Selected text:
Global Fund To Fight Aids, TB, and Malaria


Global Fund to Fight AIDS, Tuberculosis, and Malaria funding combats infectious disease in over 135 nations fully integrating with PEPFAR services worldwide. For every US $100 million invested in Global Fund-supported programs will do the following:

  • Save more than 130,000 lives through programs supported by the Global Fund, and;

  • Avert up to 1.9 million new infections or cases across the three diseases, and;

  • Provide antiretroviral therapy for more than 100,000 people, and;

  • Provide treatment for 31,000 women to prevent passing HIV to their babies, and;

  • Provide tuberculosis (TB) treatment and care for 153,000 people, and;

  • Provide 4,300 people with treatment for multidrug-resistant TB, and;

  • Distribute 6.2 million mosquito nets to protect children and families from malaria, and;

  • Provide indoor residual spraying for 1.2 million households to protect children and families from malaria, and;

  • Spur domestic investment of US$300 million toward the three diseases, and;

  • Create US $2.2 billion in long-term economic gains.

[Data items]
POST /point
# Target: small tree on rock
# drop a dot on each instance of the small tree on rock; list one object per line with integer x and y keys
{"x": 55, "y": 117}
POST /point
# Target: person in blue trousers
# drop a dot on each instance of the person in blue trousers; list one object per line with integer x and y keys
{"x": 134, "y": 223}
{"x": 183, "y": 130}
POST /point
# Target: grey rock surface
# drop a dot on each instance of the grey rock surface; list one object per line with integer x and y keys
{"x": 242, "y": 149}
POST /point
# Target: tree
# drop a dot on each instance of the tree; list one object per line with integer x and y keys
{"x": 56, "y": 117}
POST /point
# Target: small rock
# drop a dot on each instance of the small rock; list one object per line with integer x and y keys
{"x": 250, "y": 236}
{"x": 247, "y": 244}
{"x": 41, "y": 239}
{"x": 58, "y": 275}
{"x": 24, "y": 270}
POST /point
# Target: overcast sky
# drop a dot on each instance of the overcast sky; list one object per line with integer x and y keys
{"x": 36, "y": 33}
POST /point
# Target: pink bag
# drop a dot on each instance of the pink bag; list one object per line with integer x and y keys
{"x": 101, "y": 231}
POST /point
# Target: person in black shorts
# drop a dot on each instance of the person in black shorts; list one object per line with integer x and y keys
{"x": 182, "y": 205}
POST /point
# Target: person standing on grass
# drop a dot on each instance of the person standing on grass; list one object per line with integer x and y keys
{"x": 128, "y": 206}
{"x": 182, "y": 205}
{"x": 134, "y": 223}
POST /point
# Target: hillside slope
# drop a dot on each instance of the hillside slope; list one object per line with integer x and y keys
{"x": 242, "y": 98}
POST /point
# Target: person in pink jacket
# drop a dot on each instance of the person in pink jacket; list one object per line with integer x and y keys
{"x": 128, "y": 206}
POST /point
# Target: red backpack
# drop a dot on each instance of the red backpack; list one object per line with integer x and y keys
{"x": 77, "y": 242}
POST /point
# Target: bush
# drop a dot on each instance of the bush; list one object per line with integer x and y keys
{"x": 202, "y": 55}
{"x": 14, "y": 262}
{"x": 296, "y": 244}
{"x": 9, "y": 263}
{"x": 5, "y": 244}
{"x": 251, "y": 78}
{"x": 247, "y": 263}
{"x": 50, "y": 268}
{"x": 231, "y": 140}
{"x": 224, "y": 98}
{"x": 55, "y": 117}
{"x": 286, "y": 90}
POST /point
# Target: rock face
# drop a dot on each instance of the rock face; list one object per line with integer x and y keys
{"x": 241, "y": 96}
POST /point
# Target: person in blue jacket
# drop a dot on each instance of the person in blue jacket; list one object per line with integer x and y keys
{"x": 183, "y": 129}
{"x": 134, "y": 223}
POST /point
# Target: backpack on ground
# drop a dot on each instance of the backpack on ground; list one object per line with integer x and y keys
* * *
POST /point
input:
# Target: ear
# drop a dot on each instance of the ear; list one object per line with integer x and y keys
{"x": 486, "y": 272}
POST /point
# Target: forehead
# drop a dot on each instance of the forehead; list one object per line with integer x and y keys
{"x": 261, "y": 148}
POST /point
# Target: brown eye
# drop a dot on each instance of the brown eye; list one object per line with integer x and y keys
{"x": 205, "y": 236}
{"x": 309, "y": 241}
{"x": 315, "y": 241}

Apply what you read:
A) In the Global Fund text, how many mosquito nets does every US $100 million invested distribute?
B) Resume the Global Fund text from the point where it stops.
The data items are material separate from the Global Fund text.

Task-by-task results:
A) 6.2 million mosquito nets.

B)
Largely because of America’s strong bipartisan leadership, the world has made remarkable progress in the fights against HIV/AIDS over the last 15 years. For the first time ever, scientists see a pathway for not just controlling the diseases, but for defeating it. Key legislation for HIV/AIDS includes the following: 

PEPFAR (President's Emergency Plan for AIDS Relief) funding focuses on prevention, care and treatment, and the support of children affected and infected by HIV and AIDS. In 2016, PEPFAR programs achieved the following historic results:

  • 11.5 million men, women, and children on life-saving antiretroviral treatment

  • Prevented nearly 2 million babies from being born with HIV, who would otherwise have been infected

  • 1.1 million children are on life-saving antiretroviral treatment

  • More than 1 million adolescent girls and young women were reached with critical comprehensive HIV prevention intervention

  • 6.2 million orphans and vulnerable children received care and support

  • 220,000 new health care workers trained to deliver HIV and other health services

  • 74.3 million people received HIV testing and counseling

Malarial programs treat, prevent, and control this deadly disease with the vision of ending preventable child and maternal deaths. The programs also build government capacity to treat and prevent malaria.

Tuberculosis programs screen, diagnose, and treat millions of people each year affected by the leading infectious disease killer globally in order to cure and prevent the spread of TB.